Problem requirements: Every line of the material below that holds the string "stone" should be copied.

[[ Data provided open ]]

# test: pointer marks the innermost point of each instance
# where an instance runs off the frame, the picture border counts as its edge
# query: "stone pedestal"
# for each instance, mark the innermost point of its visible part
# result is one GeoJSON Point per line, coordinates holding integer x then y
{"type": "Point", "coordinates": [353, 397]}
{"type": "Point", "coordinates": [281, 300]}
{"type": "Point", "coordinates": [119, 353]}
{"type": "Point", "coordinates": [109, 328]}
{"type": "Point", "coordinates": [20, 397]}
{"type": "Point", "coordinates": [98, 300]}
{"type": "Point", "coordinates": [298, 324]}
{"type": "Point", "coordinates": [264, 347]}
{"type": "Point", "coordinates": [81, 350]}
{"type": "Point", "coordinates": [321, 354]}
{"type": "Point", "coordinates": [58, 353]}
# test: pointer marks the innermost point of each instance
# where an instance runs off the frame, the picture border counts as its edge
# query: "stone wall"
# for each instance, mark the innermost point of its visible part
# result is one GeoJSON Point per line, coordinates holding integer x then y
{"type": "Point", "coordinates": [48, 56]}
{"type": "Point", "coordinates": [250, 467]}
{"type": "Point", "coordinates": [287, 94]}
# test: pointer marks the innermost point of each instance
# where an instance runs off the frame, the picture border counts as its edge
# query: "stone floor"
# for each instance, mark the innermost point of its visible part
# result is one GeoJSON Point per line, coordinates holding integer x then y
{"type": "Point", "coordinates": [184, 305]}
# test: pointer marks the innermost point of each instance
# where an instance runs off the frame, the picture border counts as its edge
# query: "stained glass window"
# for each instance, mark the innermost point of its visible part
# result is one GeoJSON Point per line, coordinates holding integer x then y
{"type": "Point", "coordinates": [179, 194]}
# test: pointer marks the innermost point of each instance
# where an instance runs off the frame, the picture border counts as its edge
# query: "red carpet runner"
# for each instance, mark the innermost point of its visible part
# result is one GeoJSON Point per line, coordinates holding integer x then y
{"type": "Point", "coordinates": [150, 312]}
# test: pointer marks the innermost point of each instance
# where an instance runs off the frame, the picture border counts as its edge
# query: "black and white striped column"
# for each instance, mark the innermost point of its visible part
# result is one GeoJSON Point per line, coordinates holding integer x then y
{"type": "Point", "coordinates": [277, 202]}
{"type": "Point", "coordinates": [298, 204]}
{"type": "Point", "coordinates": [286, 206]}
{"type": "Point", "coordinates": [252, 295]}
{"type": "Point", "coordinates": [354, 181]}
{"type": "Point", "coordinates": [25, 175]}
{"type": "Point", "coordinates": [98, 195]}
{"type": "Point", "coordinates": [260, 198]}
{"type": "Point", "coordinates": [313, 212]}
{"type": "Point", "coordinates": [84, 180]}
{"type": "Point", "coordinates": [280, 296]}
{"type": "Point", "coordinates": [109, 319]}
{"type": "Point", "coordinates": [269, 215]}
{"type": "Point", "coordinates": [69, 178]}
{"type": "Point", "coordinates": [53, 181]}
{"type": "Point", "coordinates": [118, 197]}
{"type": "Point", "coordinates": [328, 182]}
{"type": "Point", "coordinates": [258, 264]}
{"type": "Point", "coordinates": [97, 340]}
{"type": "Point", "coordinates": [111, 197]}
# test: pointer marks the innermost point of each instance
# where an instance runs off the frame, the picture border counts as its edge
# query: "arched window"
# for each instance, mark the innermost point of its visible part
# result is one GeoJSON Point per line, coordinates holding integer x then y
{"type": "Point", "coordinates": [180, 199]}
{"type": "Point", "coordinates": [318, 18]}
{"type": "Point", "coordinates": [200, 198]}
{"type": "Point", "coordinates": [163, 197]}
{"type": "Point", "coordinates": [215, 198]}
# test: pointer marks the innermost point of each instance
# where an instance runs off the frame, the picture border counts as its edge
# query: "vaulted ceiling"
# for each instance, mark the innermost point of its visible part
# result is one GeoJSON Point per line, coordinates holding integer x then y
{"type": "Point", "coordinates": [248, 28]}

[[ Data provided closed ]]
[[ Data provided open ]]

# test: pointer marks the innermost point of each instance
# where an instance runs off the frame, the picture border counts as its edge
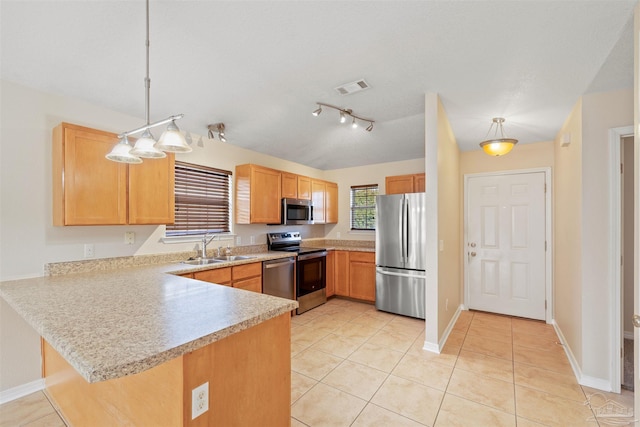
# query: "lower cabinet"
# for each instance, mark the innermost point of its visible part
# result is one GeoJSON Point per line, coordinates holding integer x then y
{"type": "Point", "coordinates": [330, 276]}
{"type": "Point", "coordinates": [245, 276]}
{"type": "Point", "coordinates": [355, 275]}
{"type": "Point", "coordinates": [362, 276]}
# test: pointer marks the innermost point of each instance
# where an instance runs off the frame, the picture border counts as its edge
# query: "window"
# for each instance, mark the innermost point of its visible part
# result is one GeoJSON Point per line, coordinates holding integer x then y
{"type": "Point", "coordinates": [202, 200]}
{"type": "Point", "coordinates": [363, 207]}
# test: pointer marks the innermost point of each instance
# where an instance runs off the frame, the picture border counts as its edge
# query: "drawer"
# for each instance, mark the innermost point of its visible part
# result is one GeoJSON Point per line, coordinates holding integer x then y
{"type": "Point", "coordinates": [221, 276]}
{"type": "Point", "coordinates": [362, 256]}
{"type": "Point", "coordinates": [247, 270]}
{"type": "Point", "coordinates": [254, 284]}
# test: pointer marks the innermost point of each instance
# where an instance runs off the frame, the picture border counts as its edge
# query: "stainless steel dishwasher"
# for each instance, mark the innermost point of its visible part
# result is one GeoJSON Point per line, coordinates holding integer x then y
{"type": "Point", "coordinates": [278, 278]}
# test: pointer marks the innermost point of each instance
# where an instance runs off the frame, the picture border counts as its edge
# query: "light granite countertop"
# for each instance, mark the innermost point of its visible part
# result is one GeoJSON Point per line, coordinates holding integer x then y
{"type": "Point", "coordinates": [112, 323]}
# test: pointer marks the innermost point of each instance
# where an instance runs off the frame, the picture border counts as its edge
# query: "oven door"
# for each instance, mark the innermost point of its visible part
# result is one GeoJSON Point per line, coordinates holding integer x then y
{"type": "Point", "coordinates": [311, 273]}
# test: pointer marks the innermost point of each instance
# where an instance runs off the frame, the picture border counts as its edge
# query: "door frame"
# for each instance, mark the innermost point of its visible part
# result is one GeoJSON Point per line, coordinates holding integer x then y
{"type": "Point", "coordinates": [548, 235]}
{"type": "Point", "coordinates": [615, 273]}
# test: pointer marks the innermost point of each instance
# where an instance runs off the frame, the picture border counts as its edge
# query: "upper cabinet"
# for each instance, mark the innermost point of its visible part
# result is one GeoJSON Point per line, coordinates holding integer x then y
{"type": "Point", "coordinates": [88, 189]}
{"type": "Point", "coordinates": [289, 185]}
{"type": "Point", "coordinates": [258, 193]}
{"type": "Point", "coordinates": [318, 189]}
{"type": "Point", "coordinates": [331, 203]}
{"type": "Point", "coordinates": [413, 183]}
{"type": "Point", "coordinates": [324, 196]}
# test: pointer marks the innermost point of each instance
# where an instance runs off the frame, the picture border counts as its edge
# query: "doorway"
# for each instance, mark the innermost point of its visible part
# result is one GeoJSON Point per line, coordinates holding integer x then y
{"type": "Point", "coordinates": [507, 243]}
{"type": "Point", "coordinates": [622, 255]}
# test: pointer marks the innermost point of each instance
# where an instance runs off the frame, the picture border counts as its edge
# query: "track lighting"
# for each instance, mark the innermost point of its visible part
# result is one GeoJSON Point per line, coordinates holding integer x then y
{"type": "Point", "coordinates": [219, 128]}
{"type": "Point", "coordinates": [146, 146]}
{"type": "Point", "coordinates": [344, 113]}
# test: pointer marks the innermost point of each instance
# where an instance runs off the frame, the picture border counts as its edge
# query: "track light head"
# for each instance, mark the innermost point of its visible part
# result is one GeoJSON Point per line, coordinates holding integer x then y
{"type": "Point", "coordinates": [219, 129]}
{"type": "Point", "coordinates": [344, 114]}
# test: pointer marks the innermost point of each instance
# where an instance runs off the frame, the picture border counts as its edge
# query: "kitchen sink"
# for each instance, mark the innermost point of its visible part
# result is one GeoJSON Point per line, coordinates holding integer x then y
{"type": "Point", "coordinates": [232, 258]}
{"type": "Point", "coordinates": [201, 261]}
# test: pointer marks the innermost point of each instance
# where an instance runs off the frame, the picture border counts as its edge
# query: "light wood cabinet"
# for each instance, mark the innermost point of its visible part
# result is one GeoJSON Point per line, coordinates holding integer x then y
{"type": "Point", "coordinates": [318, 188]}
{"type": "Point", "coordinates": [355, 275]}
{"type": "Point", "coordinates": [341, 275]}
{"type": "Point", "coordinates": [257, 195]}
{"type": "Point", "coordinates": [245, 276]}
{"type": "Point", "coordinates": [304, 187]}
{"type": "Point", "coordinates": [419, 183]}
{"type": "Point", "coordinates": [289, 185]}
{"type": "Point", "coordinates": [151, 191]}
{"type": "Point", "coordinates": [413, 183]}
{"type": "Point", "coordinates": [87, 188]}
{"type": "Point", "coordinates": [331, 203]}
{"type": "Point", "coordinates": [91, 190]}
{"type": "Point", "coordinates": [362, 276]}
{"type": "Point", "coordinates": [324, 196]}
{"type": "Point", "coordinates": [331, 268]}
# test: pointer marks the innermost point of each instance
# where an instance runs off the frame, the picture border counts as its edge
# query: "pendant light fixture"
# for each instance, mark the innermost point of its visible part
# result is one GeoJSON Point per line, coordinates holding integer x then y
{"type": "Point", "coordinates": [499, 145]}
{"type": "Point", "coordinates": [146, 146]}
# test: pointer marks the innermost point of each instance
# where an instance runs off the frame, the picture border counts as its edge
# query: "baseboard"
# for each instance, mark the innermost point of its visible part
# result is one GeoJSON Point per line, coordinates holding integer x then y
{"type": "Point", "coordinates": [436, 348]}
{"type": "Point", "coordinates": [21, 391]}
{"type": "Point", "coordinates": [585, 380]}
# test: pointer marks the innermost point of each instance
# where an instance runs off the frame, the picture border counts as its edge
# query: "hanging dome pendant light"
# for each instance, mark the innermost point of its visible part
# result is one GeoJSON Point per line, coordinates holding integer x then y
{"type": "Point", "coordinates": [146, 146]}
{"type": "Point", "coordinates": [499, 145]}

[[ Data provided closed ]]

Task answer:
# query: "stone pedestal"
# query: "stone wall"
# query: "stone floor"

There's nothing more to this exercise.